> [Task directions]: Please copy the following lines word for word, beginning at the line that contains "like x=534 y=168." and stopping after the line that contains "x=365 y=201".

> [Supplied material]:
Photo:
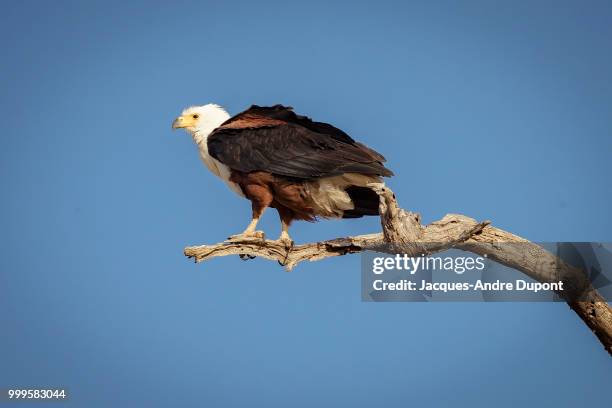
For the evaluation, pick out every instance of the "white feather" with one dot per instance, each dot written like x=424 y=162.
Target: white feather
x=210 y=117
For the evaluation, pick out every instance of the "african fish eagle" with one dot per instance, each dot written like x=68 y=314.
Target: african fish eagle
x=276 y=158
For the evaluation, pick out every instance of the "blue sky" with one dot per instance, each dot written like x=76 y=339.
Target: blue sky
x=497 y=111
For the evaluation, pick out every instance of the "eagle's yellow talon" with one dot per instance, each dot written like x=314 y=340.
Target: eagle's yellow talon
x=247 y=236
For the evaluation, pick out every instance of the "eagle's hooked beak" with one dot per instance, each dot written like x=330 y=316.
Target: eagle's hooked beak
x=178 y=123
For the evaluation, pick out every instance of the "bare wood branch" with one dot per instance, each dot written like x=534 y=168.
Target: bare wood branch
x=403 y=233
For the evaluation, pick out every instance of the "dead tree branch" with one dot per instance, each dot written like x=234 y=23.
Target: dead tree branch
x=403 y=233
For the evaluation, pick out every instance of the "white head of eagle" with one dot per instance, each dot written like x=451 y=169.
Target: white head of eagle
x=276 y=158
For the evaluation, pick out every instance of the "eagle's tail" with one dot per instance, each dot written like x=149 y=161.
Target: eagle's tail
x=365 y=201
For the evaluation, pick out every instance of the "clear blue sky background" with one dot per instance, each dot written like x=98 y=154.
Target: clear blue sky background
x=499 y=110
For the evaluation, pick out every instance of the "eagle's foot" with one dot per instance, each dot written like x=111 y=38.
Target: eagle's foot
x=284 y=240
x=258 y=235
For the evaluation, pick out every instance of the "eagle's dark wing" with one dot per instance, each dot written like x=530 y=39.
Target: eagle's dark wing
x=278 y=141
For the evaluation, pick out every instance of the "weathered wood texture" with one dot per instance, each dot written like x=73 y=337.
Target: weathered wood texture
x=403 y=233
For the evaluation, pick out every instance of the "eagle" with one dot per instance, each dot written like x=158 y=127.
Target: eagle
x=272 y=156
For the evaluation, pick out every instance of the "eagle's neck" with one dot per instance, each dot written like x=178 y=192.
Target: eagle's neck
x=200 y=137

==

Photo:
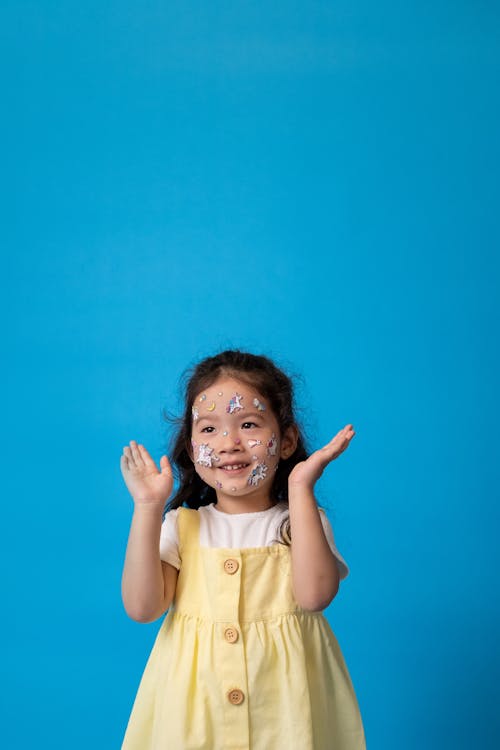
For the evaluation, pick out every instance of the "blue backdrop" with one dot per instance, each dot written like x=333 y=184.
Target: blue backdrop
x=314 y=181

--

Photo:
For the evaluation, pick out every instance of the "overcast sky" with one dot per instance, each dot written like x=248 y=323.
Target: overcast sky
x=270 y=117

> [Correct result]:
For the evaluation, pick out every instance of the "bare wood branch" with one dot per instance, each dot written like x=534 y=168.
Target: bare wood branch
x=403 y=233
For the evaluation, pick out every instance of the "dead tree branch" with one dot per instance, each dot written like x=234 y=23.
Target: dead tree branch
x=403 y=233
For the evaluation, pick out every instance of the "white head of eagle" with one dot per instance, each dot written like x=451 y=169.
Target: white head of eagle
x=276 y=158
For the evaluation, pick out every instance of the "eagle's tail" with one dot per instance, each dot written like x=149 y=161.
Target: eagle's tail
x=365 y=201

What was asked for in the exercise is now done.